Return every line of the data below verbatim, with no character changed.

##### Extracted records #####

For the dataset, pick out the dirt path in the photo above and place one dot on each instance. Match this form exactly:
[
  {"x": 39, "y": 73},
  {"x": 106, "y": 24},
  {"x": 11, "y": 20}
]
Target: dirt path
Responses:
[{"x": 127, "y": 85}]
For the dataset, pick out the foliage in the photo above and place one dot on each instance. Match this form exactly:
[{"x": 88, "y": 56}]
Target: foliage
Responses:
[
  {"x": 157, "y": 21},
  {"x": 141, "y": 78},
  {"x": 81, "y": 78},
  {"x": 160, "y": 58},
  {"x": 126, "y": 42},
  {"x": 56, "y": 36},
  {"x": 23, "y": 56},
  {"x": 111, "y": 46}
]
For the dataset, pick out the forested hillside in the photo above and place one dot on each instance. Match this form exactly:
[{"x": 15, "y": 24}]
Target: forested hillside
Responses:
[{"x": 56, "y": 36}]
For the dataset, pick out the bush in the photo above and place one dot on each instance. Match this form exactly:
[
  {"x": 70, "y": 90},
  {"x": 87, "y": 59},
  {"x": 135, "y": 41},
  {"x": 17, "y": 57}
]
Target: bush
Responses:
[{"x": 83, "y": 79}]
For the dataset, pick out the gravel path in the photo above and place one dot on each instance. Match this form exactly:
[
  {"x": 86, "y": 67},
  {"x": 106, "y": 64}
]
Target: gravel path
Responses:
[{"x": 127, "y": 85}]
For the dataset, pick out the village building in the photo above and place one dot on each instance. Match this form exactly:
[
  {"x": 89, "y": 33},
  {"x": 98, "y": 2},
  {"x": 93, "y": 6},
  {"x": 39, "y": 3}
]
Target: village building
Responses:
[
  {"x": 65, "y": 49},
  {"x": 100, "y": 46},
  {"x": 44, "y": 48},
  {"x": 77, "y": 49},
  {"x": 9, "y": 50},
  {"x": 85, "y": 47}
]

#####

Solved problem:
For the dataset, pick out the dirt path in the photo above and place one dot on each instance. Match this form exactly:
[
  {"x": 39, "y": 73},
  {"x": 106, "y": 24},
  {"x": 11, "y": 20}
]
Target: dirt path
Responses:
[{"x": 127, "y": 85}]
For the dataset, pick out the foliage in the photo above and place one dot on each instance. Match this form exactly:
[{"x": 88, "y": 56}]
Target: foliage
Responses:
[
  {"x": 157, "y": 21},
  {"x": 141, "y": 78},
  {"x": 81, "y": 78},
  {"x": 160, "y": 58},
  {"x": 126, "y": 42},
  {"x": 56, "y": 36},
  {"x": 23, "y": 56},
  {"x": 111, "y": 46}
]
For the dataset, pick out the forested hillside in the photo above and place one dot on each instance. Match this form exactly:
[{"x": 15, "y": 24}]
Target: forested hillside
Responses:
[{"x": 56, "y": 36}]
For the dataset, pick out the bush in the photo above and place one dot on each instance. Match this form exactly:
[
  {"x": 70, "y": 90},
  {"x": 87, "y": 59},
  {"x": 135, "y": 41},
  {"x": 17, "y": 57}
]
Target: bush
Responses:
[{"x": 83, "y": 79}]
For the dataset, pick out the gravel path in the photo above and place one dot on each instance. Match this form exactly:
[
  {"x": 86, "y": 67},
  {"x": 106, "y": 64}
]
Target: gravel path
Responses:
[{"x": 127, "y": 85}]
For the dataset, pick out the village building in the photo above and place one dot on each instance. Match this form exactly:
[
  {"x": 89, "y": 33},
  {"x": 98, "y": 2},
  {"x": 93, "y": 6},
  {"x": 39, "y": 3}
]
Target: village building
Responses:
[
  {"x": 65, "y": 49},
  {"x": 100, "y": 46},
  {"x": 44, "y": 48},
  {"x": 77, "y": 49},
  {"x": 9, "y": 50},
  {"x": 85, "y": 47}
]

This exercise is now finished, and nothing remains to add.